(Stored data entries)
────────────────────

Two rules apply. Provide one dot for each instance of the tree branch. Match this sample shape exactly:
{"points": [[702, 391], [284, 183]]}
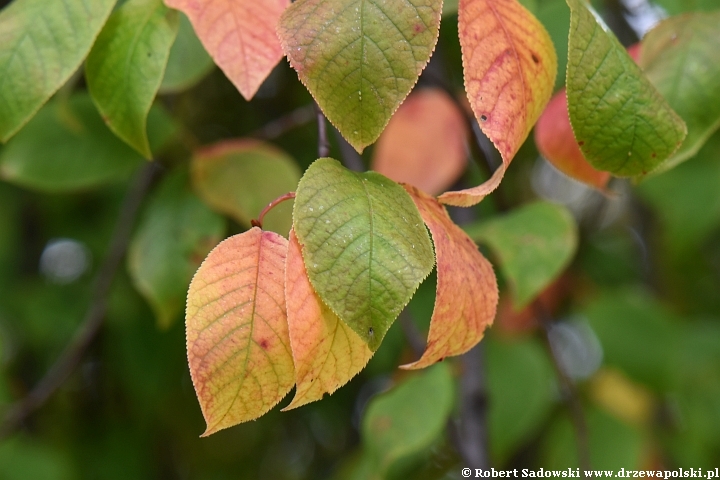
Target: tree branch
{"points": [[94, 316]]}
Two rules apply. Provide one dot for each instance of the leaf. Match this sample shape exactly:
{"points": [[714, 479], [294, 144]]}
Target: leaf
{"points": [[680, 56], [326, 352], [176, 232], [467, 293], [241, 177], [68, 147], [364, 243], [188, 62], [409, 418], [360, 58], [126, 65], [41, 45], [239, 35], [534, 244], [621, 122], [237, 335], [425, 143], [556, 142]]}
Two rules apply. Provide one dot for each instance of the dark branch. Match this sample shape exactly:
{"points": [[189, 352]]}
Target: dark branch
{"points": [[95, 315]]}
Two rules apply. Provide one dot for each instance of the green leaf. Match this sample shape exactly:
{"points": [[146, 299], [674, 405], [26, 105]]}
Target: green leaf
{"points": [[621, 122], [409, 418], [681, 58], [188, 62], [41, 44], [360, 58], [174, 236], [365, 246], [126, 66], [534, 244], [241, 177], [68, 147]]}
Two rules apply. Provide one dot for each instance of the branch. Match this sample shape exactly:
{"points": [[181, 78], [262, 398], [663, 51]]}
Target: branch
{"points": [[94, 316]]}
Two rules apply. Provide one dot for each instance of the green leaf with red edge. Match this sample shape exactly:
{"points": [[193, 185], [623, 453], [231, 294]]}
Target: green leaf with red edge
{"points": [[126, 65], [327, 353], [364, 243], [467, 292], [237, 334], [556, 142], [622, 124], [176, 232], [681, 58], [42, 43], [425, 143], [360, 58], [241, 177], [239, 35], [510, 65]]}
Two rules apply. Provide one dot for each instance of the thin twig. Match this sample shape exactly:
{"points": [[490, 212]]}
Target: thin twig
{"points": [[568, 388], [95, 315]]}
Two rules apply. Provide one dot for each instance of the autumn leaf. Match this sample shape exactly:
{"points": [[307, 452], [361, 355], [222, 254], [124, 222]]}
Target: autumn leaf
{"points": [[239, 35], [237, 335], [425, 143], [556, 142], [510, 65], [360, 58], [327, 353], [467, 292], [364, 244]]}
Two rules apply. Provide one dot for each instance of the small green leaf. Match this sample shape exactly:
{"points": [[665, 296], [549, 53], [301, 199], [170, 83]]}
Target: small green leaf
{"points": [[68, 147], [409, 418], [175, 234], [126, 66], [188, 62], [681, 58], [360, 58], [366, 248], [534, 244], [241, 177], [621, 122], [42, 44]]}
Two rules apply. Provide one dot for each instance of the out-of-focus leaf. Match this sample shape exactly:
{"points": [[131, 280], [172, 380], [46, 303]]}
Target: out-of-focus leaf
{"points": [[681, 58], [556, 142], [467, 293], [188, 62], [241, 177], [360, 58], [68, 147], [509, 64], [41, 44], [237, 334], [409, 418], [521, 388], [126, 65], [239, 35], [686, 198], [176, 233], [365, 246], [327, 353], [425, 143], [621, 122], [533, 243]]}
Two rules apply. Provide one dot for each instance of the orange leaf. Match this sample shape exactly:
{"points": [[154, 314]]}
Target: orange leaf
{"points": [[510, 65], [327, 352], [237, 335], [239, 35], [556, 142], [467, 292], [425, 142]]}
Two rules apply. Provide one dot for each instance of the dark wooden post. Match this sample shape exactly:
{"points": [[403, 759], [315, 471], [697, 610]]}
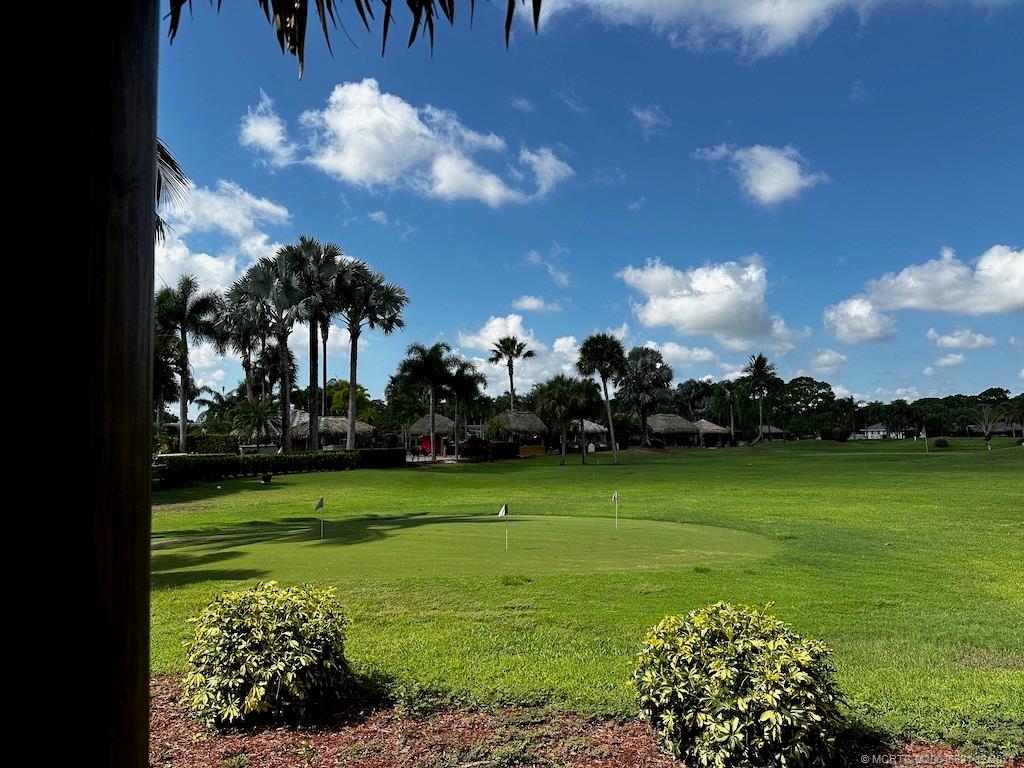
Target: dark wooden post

────────────────────

## What you will do
Each entry should be output word for word, with no pictures carried over.

## Exercise result
Two rules apply. Provide one dot for each instance of the tree branch. Match this sample shape exactly:
{"points": [[702, 391], [284, 183]]}
Target: tree branch
{"points": [[94, 316]]}
Two rules apply. Provide one dot for each instance of the leaf. Match this sample shape exactly:
{"points": [[714, 479], [294, 144]]}
Target: leaf
{"points": [[680, 56], [326, 352], [176, 232], [467, 293], [241, 177], [68, 147], [364, 243], [188, 62], [409, 418], [360, 58], [126, 65], [41, 45], [239, 35], [534, 244], [621, 122], [237, 335], [425, 143], [556, 142]]}
Two rules apply. Provide one dot for each instance of the dark branch. Match this sample shape exactly:
{"points": [[189, 352]]}
Target: dark branch
{"points": [[95, 315]]}
Two rules apply. Provide one dot for each instance of the green leaf. Match this sample shape exactly:
{"points": [[146, 299], [674, 405], [26, 105]]}
Target: green leaf
{"points": [[621, 122], [409, 418], [681, 58], [188, 62], [41, 44], [360, 58], [174, 236], [365, 246], [126, 66], [534, 244], [241, 177], [68, 147]]}
Two rules apply. Provide one dot for each instance of the branch. Match this sample shape exactly:
{"points": [[181, 78], [262, 398], [663, 51]]}
Target: branch
{"points": [[94, 316]]}
Two rules apply. Provide one dot for each instance of the green leaf with red edge. Match this sample shape exactly:
{"points": [[193, 185], [623, 453], [231, 294]]}
Target: green leaf with red edge
{"points": [[126, 65], [327, 353], [364, 243], [467, 292], [237, 334], [556, 142], [622, 124], [176, 232], [681, 58], [42, 43], [425, 143], [360, 58], [241, 177], [239, 35], [510, 65]]}
Two rules apply. Provide one dot for each instance of the thin twig. Match this sample shape exactly:
{"points": [[490, 212]]}
Target: thin twig
{"points": [[568, 388], [95, 315]]}
Two rules apply. Provide one dot for each instance of the autumn leaf. Match this sample shape exactly:
{"points": [[307, 452], [361, 355], [222, 254], [124, 222]]}
Target: autumn leaf
{"points": [[239, 35], [237, 335], [425, 143], [556, 142], [510, 65], [360, 58], [327, 353], [467, 292], [364, 244]]}
Two rules apply. Provide one dot for each instance of the small green leaf. Match this sample shape exactly:
{"points": [[665, 296], [549, 53], [301, 199], [170, 83]]}
Target: small green leaf
{"points": [[68, 147], [409, 418], [175, 234], [126, 66], [188, 62], [681, 58], [360, 58], [366, 248], [534, 244], [241, 177], [621, 122], [42, 44]]}
Two rules apply. Provide one dot for each instance of the out-of-focus leaf. Match this sample shape exactly:
{"points": [[131, 280], [172, 380], [46, 303]]}
Target: out-of-focus leaf
{"points": [[681, 58], [556, 142], [467, 293], [188, 62], [241, 177], [360, 58], [68, 147], [509, 64], [41, 44], [237, 334], [409, 418], [521, 388], [126, 65], [239, 35], [686, 198], [176, 233], [365, 246], [327, 353], [425, 143], [621, 122], [533, 243]]}
Two rules apply. Provide one dot for each instance of the orange leaf. Match this sample shape exactly:
{"points": [[154, 314]]}
Target: orange leaf
{"points": [[510, 65], [327, 352], [237, 335], [239, 35], [556, 142], [467, 292], [425, 142]]}
Two rules apply. Provide one dot for each instance of the dark wooden post. Match this sample shape exactly:
{"points": [[403, 759], [315, 471], [697, 610]]}
Target: dark wooden post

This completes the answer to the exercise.